• **Exercise set**:
1) Name every country that the human rights passage places in the loose international network working in concert with Russia and China.
2) Reproduce the human rights passage word for word, starting at "Together, they wield" and ending at "in this endeavor.".
3) Answer these questions from the human rights passage:
(a) In what year did the UN General Assembly embrace the Responsibility to Protect?
(b) Which two countries does it say have long pursued an illiberal agenda?
(c) Which body, controlled by the president's own party, has largely not challenged his expansion of executive power?

• **Excerpt to read**:
The institutional response in the US to Trump’s power grabs has been shockingly muted. Much of Congress, controlled by his own party, has not challenged his supercharged expansion of executive power. The leaders of the US’ most powerful technology companies have made significant donations and sought to placate the president. Some big law firms and prestigious universities have made deals rather than assert their independence, and some media organizations seem afraid to attract the president’s ire.

Has the US switched sides on the human rights playing field? While US engagement with human rights institutions has always been selective, China and Russia have long pursued an illiberal agenda. They stand much to gain from a US government that now expresses open hostility to universal rights. China and Russia remain strategic rivals of the US, but all three countries are now led by leaders who share open disdain for norms and institutions that could constrain their power.

Together, they wield considerable economic, military, and diplomatic power. If they were to consistently act as allies of convenience to erode global rules, they could threaten the entire system. Already, a loose international network of countries such as North Korea, Iran, Venezuela, Myanmar, Cuba, and Belarus work in concert with Russia and China. These leaders share very little ideologically but align in undermining human rights and promoting a regressive international agenda. In word and in practice, the US government is now helping them in this endeavor.

Surveillance cameras installed in Lhasa, Tibet Autonomous Region, June 6, 2026. 
A television in a restaurant in Hong Kong shows a missile being launched during military exercises being held by China around the island of Taiwan, June 6, 2026.

FIRST: Surveillance cameras installed in Lhasa, Tibet Autonomous Region, June 6, 2026. © 2025 Kyodo News via Getty Images; SECOND: A television in a restaurant in Hong Kong shows a missile being launched during military exercises being held by China around the island of Taiwan, June 6, 2026. © 2022 Isaac Lawrence/AFP via Getty Images

The US’ weakening of multilateral institutions also dealt a serious blow to global efforts to prevent or stop grave international crimes. The “never again” movement, born from the horrors of the Holocaust and reignited by the Rwandan and Bosnian genocides, spurred the UN General Assembly to embrace the Responsibility to Protect (R2P) in 2005. Meant to guide international intervention to prevent and stop atrocities in tandem with efforts to prosecute and punish serious crimes, R2P made a real difference in places like the Central African Republic and Kenya.

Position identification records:
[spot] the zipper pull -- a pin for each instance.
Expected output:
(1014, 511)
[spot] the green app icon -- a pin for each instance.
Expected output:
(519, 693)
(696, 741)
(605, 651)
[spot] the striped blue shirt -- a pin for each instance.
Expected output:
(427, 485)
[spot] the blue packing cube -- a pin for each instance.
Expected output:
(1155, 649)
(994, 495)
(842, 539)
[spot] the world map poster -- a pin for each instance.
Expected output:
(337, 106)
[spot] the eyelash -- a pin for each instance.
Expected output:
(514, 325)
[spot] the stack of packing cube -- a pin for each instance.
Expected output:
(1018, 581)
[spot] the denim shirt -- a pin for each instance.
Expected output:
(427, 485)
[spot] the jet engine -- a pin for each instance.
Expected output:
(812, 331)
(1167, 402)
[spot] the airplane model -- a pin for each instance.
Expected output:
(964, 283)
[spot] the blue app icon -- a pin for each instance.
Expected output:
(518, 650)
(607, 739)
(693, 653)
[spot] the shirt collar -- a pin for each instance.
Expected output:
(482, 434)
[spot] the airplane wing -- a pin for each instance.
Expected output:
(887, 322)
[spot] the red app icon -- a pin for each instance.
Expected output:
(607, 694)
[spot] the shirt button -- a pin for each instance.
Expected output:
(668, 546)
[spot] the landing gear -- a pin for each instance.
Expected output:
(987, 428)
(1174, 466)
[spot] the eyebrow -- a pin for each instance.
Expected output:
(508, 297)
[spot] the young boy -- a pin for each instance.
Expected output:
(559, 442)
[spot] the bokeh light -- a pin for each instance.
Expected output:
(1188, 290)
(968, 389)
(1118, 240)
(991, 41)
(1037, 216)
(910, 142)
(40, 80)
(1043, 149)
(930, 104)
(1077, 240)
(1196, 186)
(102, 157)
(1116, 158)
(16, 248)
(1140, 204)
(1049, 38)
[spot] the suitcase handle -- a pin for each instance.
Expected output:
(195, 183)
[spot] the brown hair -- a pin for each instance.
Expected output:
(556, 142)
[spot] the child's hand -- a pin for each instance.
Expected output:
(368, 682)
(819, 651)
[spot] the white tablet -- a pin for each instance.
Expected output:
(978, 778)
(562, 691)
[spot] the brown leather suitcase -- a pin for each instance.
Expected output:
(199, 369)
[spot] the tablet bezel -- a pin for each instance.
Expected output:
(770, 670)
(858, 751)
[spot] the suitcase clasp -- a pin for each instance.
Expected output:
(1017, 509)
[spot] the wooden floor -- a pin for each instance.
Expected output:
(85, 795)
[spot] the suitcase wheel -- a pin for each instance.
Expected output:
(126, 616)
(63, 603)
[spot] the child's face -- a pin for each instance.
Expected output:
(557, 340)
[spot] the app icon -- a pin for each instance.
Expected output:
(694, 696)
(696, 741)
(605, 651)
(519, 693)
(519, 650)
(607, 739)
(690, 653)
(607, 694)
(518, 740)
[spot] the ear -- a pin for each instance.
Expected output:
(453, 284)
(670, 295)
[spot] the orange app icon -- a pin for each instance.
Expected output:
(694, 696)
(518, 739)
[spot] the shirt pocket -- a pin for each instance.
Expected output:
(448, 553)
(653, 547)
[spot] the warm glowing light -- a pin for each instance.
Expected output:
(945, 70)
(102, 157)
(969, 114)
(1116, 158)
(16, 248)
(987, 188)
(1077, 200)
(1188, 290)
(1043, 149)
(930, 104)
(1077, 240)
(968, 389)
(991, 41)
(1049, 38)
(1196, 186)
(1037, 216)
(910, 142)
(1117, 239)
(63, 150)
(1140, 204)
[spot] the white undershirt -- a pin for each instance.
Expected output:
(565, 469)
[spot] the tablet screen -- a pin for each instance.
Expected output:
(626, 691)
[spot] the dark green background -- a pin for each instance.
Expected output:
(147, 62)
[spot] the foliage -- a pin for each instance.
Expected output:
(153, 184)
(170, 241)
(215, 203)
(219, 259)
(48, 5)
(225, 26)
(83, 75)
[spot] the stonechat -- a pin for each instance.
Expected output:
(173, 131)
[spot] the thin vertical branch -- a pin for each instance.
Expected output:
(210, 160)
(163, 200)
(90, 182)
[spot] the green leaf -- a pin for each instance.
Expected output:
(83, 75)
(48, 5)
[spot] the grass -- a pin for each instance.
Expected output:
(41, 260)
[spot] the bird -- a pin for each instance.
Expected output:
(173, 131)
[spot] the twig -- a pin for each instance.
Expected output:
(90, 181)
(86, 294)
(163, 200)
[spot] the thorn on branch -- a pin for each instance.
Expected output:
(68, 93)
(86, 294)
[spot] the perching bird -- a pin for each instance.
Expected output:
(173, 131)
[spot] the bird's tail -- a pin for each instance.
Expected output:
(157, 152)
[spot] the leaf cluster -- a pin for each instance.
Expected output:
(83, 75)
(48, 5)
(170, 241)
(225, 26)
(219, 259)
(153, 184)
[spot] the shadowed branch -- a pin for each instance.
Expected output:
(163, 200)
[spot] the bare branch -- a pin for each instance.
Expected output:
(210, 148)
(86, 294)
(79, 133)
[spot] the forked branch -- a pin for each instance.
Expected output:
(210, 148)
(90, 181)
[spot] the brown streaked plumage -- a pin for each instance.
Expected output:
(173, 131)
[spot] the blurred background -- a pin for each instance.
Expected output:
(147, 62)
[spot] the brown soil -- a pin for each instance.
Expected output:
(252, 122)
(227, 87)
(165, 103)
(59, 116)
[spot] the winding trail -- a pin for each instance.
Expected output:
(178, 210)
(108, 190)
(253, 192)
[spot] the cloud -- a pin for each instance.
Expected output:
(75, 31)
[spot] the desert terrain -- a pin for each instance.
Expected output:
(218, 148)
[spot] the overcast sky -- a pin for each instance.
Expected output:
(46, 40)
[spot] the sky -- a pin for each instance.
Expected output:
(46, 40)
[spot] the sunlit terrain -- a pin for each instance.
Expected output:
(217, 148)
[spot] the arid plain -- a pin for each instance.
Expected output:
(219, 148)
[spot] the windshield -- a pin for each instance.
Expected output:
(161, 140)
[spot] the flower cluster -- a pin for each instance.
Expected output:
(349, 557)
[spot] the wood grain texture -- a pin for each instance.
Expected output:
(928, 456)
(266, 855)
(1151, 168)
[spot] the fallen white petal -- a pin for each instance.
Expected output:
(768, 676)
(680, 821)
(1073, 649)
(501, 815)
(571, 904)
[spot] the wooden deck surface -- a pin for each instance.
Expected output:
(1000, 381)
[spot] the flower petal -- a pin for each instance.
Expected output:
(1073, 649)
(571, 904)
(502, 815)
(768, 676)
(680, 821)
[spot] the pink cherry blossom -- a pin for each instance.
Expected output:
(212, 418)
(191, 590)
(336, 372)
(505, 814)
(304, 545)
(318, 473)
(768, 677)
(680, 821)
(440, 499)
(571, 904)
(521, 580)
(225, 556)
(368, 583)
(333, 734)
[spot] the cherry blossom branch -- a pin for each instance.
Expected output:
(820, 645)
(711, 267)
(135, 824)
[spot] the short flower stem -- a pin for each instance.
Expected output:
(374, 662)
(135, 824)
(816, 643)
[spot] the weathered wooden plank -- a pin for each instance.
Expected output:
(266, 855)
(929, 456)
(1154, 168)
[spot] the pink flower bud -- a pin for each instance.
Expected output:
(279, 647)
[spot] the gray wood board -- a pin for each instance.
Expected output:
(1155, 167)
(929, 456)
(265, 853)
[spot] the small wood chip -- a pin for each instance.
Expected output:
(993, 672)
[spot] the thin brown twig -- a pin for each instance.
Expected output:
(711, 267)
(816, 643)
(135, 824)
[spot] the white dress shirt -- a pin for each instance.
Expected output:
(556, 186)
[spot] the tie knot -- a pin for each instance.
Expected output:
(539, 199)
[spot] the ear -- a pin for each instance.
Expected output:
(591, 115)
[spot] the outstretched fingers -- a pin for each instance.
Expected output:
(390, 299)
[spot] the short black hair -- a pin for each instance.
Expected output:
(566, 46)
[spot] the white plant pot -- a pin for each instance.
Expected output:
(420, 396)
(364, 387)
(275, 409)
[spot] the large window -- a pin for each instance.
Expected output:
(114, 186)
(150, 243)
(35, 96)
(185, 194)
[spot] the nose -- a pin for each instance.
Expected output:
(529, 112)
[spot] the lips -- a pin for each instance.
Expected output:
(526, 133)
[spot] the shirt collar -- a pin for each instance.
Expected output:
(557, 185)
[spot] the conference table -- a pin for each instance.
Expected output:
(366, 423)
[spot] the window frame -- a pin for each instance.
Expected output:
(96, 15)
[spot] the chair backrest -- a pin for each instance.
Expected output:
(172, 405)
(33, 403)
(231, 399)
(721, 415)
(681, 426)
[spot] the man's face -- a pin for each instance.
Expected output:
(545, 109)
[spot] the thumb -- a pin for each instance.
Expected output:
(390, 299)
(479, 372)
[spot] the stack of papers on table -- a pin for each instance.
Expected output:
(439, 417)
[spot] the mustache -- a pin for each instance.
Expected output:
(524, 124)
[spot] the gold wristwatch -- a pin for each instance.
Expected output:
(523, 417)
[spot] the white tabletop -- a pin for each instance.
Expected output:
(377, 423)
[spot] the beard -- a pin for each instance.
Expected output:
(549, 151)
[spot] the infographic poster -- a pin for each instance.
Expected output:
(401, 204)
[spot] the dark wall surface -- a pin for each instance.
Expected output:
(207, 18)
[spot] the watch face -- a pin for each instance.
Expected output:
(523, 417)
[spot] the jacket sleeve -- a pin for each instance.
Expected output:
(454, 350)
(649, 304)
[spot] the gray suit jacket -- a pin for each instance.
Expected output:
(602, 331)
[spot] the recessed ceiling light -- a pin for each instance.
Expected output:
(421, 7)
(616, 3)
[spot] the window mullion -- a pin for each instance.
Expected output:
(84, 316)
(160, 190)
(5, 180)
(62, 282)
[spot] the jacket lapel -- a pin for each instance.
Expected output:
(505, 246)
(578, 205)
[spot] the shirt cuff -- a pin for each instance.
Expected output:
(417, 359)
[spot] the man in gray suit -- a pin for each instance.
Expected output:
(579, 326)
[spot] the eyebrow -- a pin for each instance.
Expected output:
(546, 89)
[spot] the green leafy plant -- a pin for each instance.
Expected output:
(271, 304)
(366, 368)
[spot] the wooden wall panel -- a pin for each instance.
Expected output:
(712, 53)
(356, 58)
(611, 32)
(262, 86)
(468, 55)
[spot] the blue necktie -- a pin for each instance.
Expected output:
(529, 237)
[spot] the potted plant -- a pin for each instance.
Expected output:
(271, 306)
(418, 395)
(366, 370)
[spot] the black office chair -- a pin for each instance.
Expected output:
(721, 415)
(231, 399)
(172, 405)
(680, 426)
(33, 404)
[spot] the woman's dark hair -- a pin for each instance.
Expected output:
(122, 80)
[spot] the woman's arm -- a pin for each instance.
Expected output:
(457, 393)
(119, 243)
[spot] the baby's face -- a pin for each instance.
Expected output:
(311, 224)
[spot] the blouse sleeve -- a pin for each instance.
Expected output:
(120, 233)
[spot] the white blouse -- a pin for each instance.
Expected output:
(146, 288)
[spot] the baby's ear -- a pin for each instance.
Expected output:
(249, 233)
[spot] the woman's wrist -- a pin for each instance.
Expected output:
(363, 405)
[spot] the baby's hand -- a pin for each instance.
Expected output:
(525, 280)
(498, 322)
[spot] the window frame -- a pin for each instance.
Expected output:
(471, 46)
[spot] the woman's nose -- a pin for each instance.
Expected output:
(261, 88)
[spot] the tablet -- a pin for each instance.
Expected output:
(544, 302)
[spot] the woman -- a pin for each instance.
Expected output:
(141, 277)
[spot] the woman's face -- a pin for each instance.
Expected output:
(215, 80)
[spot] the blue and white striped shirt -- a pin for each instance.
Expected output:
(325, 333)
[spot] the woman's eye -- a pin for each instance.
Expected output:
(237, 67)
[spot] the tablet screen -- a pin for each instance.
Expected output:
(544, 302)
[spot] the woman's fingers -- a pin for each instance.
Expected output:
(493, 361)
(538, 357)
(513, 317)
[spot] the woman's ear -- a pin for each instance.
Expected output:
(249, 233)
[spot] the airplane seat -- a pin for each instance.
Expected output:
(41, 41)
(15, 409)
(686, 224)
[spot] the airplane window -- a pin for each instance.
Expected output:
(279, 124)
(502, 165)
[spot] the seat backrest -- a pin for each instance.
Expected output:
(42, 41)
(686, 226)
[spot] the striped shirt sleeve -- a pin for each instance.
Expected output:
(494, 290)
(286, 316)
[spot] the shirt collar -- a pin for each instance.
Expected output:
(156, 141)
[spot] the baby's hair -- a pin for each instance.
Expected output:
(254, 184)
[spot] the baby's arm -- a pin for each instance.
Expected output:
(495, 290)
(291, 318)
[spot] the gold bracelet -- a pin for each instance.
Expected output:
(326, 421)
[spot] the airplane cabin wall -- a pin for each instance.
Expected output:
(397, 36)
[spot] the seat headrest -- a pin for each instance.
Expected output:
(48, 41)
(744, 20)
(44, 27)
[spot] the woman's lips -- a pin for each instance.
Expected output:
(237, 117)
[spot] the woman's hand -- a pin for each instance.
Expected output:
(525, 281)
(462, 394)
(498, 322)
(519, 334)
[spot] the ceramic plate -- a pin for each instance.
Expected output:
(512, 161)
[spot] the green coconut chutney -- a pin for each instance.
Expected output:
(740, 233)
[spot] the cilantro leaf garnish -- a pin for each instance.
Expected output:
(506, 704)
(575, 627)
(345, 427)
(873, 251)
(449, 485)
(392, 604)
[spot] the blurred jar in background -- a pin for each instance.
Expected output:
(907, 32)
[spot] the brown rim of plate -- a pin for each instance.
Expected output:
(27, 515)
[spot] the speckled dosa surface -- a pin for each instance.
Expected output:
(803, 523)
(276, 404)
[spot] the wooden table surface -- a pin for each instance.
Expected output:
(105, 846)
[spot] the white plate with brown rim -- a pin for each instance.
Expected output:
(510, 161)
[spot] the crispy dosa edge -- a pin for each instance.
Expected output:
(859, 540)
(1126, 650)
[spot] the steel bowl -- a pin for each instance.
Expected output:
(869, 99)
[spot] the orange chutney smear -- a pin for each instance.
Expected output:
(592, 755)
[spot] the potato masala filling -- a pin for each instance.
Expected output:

• **Solution set**:
1) North Korea, Iran, Venezuela, Myanmar, Cuba, Belarus

2)
Together, they wield considerable economic, military, and diplomatic power. If they were to consistently act as allies of convenience to erode global rules, they could threaten the entire system. Already, a loose international network of countries such as North Korea, Iran, Venezuela, Myanmar, Cuba, and Belarus work in concert with Russia and China. These leaders share very little ideologically but align in undermining human rights and promoting a regressive international agenda. In word and in practice, the US government is now helping them in this endeavor.

3)
(a) 2005
(b) China and Russia
(c) Congress